------ SOURCE ------

Showing posts with label Music. Show all posts
Showing posts with label Music. Show all posts

Tuesday, June 14, 2011

The Cross-Country Chronicles: And All That Jazz

I wasn’t born on the Bayou but I feel a special affinity with New Orleans.

It marked a lot of firsts. The first destination I visited on my backpacking adventure last year. The first city I explored solo. My first taste of The Deep South and the first place where I felt so beyond my comfort zone and so thrilled to be so.

While I feel I have grown immeasurably in the last ten months, I was glad to arrive in NOLA and find it unchanged. As was the AAE Bourbon House Hostel where I stayed last year and where Molly and I would be spending our first night.

With the city feeling a little like my stomping ground, I was eager to show Molly a memorable time. However, she seemed to find it all on her own, taking all of 48 hours to confidently decide she wanted to someday call New Orleans home.

------ RECORDED INFORMATION ------

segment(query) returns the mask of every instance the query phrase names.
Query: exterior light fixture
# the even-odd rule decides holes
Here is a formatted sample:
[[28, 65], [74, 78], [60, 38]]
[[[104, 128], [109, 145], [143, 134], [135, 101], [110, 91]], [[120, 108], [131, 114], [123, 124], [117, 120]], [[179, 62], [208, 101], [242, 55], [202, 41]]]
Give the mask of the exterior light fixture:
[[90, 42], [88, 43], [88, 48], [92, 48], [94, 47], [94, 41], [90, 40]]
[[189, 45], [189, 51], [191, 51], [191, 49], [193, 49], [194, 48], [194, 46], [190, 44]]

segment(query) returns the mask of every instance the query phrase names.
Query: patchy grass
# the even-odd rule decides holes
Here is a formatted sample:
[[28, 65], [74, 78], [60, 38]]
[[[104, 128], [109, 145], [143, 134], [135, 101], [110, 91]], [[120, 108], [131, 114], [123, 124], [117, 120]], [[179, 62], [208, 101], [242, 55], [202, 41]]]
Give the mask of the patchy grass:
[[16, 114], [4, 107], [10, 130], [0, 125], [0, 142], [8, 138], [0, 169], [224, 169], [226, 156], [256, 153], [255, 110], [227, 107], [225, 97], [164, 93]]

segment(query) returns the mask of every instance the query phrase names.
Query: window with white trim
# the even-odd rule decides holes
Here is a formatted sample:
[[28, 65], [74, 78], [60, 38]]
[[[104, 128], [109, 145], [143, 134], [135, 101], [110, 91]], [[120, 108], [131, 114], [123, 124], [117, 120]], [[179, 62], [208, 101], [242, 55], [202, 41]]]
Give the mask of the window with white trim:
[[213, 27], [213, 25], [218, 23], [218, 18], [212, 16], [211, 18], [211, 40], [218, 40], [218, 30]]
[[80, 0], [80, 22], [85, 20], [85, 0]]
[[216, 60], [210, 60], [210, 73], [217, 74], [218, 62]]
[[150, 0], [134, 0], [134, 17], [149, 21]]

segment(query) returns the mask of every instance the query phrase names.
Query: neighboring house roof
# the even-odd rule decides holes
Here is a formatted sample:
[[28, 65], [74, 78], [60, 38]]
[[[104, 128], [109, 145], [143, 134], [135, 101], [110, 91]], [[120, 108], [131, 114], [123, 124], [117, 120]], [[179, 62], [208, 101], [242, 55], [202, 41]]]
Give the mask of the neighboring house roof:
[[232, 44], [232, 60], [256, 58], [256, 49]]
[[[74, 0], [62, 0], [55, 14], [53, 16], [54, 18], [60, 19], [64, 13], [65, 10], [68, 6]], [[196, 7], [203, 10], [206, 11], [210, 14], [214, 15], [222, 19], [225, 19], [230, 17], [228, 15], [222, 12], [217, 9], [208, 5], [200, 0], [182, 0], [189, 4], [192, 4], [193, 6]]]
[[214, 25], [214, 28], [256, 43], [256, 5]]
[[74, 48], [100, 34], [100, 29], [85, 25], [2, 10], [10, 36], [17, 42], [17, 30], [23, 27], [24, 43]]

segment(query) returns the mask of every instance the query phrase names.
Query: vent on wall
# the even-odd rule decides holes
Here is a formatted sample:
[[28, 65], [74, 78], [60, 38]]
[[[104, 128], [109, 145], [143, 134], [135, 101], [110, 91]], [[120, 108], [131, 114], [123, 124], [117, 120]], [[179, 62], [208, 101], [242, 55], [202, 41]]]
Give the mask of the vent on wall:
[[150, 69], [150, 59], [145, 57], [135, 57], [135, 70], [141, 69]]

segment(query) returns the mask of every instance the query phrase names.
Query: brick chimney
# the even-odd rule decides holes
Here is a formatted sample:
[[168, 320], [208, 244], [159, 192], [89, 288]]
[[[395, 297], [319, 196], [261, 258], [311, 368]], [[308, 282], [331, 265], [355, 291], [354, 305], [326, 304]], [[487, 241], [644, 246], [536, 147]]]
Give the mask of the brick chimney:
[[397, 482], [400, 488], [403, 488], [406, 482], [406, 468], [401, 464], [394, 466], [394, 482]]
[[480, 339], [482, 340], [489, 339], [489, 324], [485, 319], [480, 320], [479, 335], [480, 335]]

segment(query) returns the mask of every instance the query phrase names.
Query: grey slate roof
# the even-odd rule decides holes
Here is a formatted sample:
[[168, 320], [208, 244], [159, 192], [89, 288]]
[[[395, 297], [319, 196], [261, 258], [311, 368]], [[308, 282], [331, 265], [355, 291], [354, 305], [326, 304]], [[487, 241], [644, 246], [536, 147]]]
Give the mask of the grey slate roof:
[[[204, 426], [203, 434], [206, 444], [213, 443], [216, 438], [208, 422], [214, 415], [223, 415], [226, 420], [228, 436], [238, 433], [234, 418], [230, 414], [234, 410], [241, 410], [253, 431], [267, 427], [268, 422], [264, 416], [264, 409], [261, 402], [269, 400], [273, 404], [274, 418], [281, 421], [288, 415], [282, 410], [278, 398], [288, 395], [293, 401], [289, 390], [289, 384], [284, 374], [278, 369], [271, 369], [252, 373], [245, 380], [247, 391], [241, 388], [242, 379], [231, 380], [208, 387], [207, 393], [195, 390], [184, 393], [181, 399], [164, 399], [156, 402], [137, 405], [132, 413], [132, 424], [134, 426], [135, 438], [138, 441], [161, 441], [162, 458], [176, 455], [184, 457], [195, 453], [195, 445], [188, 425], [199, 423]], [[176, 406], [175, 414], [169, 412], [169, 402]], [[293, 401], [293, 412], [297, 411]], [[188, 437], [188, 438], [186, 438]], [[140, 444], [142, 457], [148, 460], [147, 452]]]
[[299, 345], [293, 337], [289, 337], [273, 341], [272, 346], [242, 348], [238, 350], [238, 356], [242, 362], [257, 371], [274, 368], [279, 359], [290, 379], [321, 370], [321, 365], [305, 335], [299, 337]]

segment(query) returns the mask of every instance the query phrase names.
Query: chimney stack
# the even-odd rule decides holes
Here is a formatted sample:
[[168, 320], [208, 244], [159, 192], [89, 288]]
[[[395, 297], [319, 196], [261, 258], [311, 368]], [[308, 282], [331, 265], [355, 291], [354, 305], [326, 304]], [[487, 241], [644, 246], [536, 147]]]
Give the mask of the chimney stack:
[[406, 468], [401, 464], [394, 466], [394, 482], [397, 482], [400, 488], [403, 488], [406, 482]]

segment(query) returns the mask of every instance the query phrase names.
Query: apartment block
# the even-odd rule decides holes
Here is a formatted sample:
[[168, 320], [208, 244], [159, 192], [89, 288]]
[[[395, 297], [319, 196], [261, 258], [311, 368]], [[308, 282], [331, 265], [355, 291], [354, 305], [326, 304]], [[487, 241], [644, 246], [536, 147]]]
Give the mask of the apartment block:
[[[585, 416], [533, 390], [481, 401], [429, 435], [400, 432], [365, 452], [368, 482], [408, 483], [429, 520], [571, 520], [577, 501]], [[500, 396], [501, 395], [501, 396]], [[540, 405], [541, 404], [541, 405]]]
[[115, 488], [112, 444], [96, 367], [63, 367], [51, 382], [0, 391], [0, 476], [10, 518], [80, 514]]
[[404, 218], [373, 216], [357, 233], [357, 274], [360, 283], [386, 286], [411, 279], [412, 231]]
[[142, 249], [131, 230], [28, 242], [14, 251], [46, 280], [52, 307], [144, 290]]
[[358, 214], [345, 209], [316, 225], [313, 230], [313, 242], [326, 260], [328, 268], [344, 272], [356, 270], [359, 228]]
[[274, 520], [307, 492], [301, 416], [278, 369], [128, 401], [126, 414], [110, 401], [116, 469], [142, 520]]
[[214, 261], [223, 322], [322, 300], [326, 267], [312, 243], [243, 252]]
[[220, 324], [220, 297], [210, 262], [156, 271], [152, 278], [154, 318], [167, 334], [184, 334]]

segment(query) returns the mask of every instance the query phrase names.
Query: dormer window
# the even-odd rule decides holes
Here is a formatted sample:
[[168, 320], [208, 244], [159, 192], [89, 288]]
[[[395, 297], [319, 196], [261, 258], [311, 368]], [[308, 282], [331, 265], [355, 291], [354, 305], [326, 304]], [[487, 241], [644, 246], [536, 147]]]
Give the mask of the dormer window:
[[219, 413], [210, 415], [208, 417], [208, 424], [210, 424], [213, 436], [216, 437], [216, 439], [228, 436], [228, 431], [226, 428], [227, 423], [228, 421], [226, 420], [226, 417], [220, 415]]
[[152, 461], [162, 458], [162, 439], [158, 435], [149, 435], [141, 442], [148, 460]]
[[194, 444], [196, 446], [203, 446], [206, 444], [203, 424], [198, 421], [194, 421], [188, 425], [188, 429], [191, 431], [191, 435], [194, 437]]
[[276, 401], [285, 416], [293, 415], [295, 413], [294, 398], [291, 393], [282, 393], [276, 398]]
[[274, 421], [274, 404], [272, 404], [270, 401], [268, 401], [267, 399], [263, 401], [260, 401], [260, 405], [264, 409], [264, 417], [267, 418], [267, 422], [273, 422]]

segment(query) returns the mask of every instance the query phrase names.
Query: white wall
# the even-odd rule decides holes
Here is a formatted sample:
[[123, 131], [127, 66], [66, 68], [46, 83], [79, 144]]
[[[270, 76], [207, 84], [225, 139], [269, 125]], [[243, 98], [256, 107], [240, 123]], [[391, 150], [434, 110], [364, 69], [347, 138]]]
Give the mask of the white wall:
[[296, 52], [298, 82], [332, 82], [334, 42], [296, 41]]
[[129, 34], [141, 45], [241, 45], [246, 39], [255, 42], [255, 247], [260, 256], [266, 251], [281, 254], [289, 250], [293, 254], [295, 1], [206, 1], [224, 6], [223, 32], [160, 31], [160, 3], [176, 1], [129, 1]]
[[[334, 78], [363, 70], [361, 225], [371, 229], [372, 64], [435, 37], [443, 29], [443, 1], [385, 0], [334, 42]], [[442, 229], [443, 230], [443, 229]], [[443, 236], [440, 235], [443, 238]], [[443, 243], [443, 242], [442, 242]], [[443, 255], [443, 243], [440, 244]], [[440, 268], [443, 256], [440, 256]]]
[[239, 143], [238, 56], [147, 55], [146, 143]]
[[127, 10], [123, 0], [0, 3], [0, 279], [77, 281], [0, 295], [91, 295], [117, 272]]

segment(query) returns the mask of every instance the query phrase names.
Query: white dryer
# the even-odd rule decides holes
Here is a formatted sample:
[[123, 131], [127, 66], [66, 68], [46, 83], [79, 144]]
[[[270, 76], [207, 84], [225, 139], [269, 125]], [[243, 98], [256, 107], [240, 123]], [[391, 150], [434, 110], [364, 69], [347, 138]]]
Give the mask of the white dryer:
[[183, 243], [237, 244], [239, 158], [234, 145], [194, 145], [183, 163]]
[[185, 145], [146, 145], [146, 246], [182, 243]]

------

### EXERCISE REQUIREMENTS
List each "first" that the New Orleans post says the city marked for the writer.

### THE ANSWER
- The first destination visited on the backpacking adventure last year
- The first city explored solo
- The first taste of The Deep South
- The first place where the writer felt so beyond their comfort zone and so thrilled to be so